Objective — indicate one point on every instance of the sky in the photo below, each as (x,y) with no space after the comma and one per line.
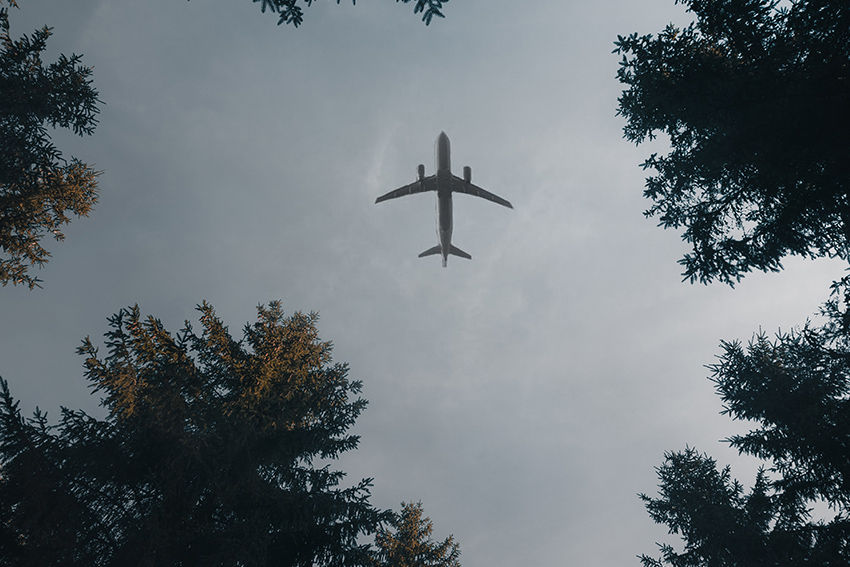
(524,396)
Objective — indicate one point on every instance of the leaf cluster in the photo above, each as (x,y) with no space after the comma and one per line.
(214,452)
(39,188)
(753,98)
(796,389)
(291,12)
(409,544)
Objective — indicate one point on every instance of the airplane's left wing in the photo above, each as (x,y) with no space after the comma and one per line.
(461,186)
(418,186)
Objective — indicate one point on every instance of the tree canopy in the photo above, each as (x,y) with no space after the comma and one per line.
(214,452)
(291,11)
(410,544)
(796,391)
(753,97)
(39,188)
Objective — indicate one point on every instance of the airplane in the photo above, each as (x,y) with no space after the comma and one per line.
(444,183)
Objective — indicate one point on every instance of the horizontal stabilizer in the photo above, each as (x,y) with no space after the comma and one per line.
(458,252)
(431,251)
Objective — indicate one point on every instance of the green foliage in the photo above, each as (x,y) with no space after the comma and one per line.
(753,97)
(796,388)
(410,545)
(214,452)
(39,189)
(291,12)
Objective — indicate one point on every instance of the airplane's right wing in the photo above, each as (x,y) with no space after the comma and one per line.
(462,186)
(418,186)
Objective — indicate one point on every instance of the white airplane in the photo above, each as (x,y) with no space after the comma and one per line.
(444,183)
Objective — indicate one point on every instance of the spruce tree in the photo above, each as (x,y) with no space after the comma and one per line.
(39,188)
(410,544)
(214,451)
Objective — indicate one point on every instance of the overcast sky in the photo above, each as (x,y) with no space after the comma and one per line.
(524,396)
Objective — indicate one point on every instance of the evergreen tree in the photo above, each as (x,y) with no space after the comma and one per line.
(796,388)
(410,544)
(291,11)
(753,97)
(214,452)
(39,189)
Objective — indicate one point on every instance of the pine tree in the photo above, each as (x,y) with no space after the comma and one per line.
(291,11)
(39,188)
(214,452)
(410,544)
(753,98)
(796,390)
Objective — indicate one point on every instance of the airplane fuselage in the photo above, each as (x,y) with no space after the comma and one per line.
(444,184)
(444,195)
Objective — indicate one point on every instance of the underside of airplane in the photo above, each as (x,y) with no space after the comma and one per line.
(444,183)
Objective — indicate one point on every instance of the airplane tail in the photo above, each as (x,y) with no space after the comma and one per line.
(439,250)
(431,251)
(458,252)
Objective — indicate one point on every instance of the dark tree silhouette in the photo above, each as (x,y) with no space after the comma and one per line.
(39,189)
(291,11)
(754,98)
(797,389)
(410,544)
(214,452)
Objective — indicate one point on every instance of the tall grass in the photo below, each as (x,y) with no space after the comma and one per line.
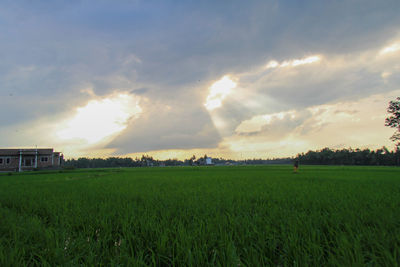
(202,216)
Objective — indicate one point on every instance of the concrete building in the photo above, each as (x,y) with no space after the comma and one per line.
(29,159)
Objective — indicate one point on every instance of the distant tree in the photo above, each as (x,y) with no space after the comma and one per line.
(393,120)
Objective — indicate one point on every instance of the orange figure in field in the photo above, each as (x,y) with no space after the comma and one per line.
(296,166)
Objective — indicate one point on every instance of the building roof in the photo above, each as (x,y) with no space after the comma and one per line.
(25,151)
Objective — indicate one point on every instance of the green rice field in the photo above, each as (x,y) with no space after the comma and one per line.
(202,216)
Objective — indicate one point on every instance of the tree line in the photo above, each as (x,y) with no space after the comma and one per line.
(350,156)
(325,156)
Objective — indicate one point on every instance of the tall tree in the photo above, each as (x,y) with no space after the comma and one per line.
(393,120)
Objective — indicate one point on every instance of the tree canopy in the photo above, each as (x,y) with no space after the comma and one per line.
(393,120)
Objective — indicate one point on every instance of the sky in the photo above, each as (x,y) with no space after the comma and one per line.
(172,79)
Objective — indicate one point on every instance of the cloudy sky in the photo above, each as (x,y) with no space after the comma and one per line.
(237,79)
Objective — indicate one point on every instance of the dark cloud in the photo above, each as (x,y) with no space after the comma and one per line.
(52,51)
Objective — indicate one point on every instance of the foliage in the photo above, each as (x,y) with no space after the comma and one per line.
(393,120)
(193,216)
(350,156)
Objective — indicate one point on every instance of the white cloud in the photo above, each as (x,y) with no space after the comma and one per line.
(218,91)
(293,63)
(100,119)
(390,49)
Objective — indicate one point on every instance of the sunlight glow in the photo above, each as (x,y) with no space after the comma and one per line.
(218,92)
(390,49)
(100,119)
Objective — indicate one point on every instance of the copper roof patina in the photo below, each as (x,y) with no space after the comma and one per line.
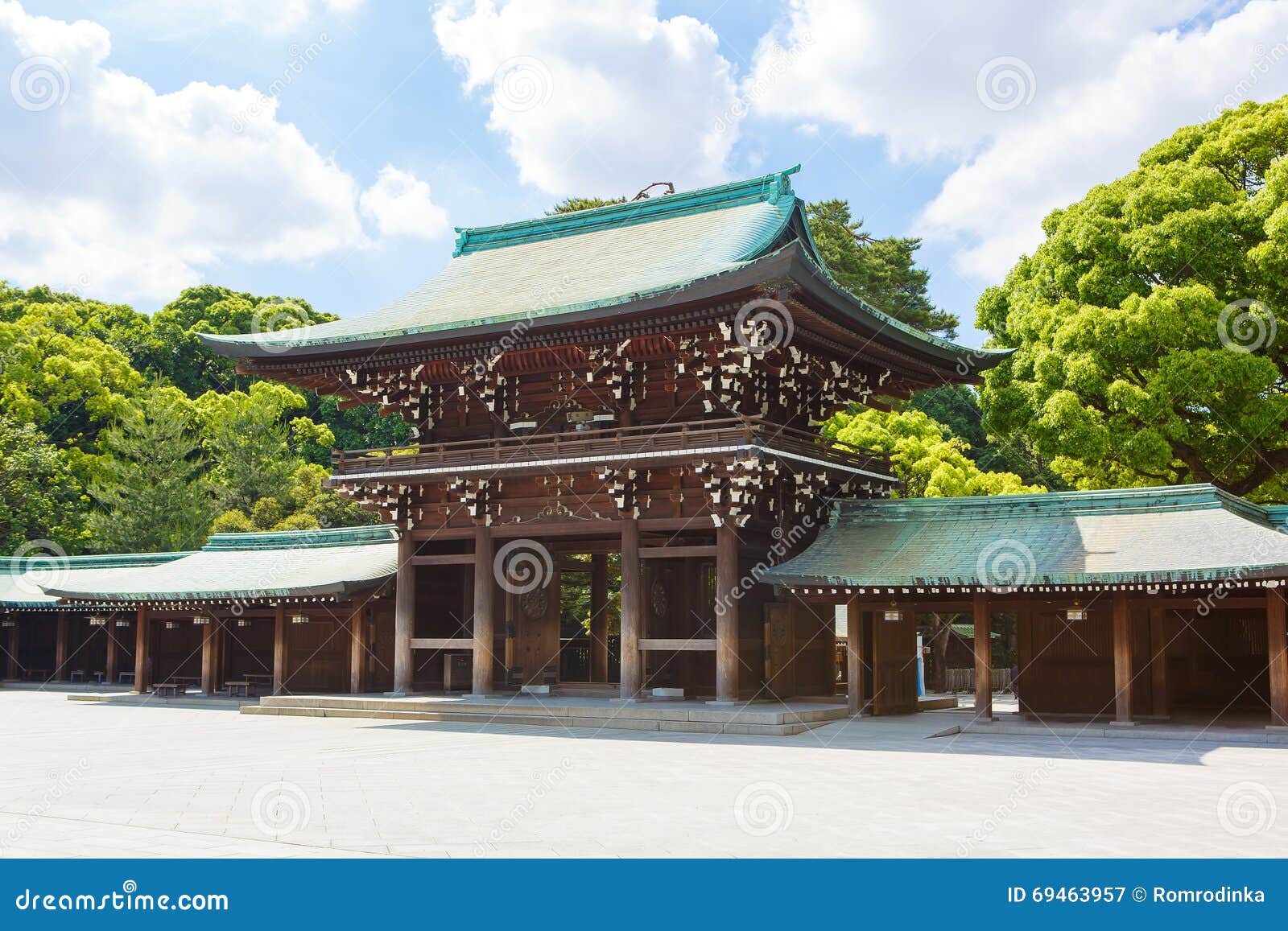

● ● ● ●

Each line of the data should be quoted exactly, with pictures left out.

### Expected answer
Objective — indicate one point on every instance of the sky in the photo below, each as (x,y) with no space after the comma and one per line.
(524,396)
Objective — indicate one point on every instance of the leaf cluster in the photo above, each as (x,y) with no space after the comma and one per line.
(214,452)
(39,188)
(753,98)
(796,389)
(291,12)
(409,544)
Objective — indicate one point on every instance of the airplane's left wing in the photo above, each as (x,y) with no space after the comma and one per line.
(461,186)
(418,186)
Objective — indicate one point on every instance of the tree canopy in the photo above, each as (x,y) with no space after the comma and one per line.
(214,452)
(291,11)
(410,544)
(796,391)
(753,97)
(39,188)
Objective — indicate one point on every instance of the airplane in the photo above, each as (x,y) with no space after the comma and one per line.
(444,183)
Objective — indicate one point on every instance of the horizontal stabilizer in the photo above, each as (x,y) with no space after the comma and one per line.
(458,252)
(431,251)
Objective — indicate one point on every instance of the green foliage in the photo above, each as (x,y) with no space after the comma and one per line.
(753,97)
(796,388)
(410,545)
(214,452)
(39,189)
(291,12)
Objective — indicate one point on every instance of the airplane's right wing in the photo above, each as (x,y) with no space after the comma and one per line.
(462,186)
(418,186)
Objective — indicate one point on every instance of the white airplane in the photo above, each as (x,y) with no space after the comma and one per line.
(444,183)
Objective — indicate one point on every instance of the spruce tree in the photo above, each as (x,y) with no space after the comma and one per line.
(39,188)
(410,544)
(214,451)
Objective — indicate one point on every instance of the overcast sky in the photo above, each as (x,y) with no space after the comma and one per line.
(524,396)
Objective — indicate one point on every instance of the evergreen tree in the photo above, each as (x,y) with no space after the comma and one per line.
(796,388)
(410,544)
(291,11)
(753,97)
(214,452)
(39,189)
Objective — indicate one point on every instance of the pine tree in the photo above, each as (x,y) with no space after the comma and one per line.
(291,11)
(39,188)
(214,452)
(410,544)
(753,98)
(796,390)
Objective — indicate one point on every instance of the airplane fuselage in the photo above, each as (x,y) with no space after the comma and one per line.
(444,184)
(444,195)
Objective — indicate one point on every instance of the underside of airplane in the photo above, each as (x,y) with no space after the comma and one per line.
(444,183)
Objective — indicate one point on every instance of the airplane tail in the photo above, each as (x,y) with no space after the comma and one per line.
(439,250)
(431,251)
(458,252)
Objective — indicate one point on every instance of the dark tree silhouette in the photo above, each as (x,y) with no space after the comma and one per line.
(39,189)
(291,11)
(754,98)
(797,389)
(410,544)
(214,452)
Objective — indicate one point on every instance of the tall grass in the photo below, each as (x,y) with no space after the comma and one per line.
(202,216)
Objective — indicate one point on every instance of the concrete building in the photo above, each as (x,y) with no space after the comma and one per line.
(29,159)
Objective — indicate one point on every instance of the distant tree in the photo above, each as (x,y) with no space after the comma and one per line.
(393,120)
Objective — indicate one point on every instance of the orange figure in field in the photo above, each as (x,y) with no space after the comma and one per line.
(296,166)
Objective — indicate one point on every instance of the building roof in the photo above, each as (x,y) with no space after the comma and one per line.
(25,151)
Objective — indicate one point on every instance of the green rice field in the photo above, each as (x,y) with no space after the comma and one per line.
(202,216)
Objective — indicate one point on every instance of the tree line in the photo above, each as (x,y) with no space after the comma and one per line.
(350,156)
(325,156)
Objective — indicate one point on every instance of the tall tree in the photo above, each as (x,y) with no space after the comma and one per line.
(393,120)
Objective — indicate one point on every instance of the tree canopy in the photo above, each as (x,y) with no space after the comma and one per line.
(393,120)
Objective — indicate one point on every instance of the sky in the photo above, each as (x,y) with no space after the comma and one per line.
(172,79)
Objective — indicate one point on every instance of the cloudy sky in the photo above, each as (x,y) with no space after the comma and one per line.
(237,79)
Objective — indicate one point on every instance of the dark cloud in the photo above, each as (x,y) with no space after the comma and one per line.
(52,51)
Objective — indicate one point on every instance of the foliage in the photo above, each as (x,y) with no space after the comma and one per line.
(393,120)
(193,216)
(350,156)
Objective — indicate one point on every instance of the white cloud in the photo above, each as (x,y) with no space after the comma and one per line.
(218,91)
(293,63)
(100,119)
(390,49)
Objective — indicate one point on every instance of the sunlight glow in the photo above, each as (x,y) with no space after the comma and one per line.
(218,92)
(390,49)
(100,119)
Objective — indicate one point on every instance of the copper roof patina in the photo below, each as (x,y) with no space after the comma and one per line.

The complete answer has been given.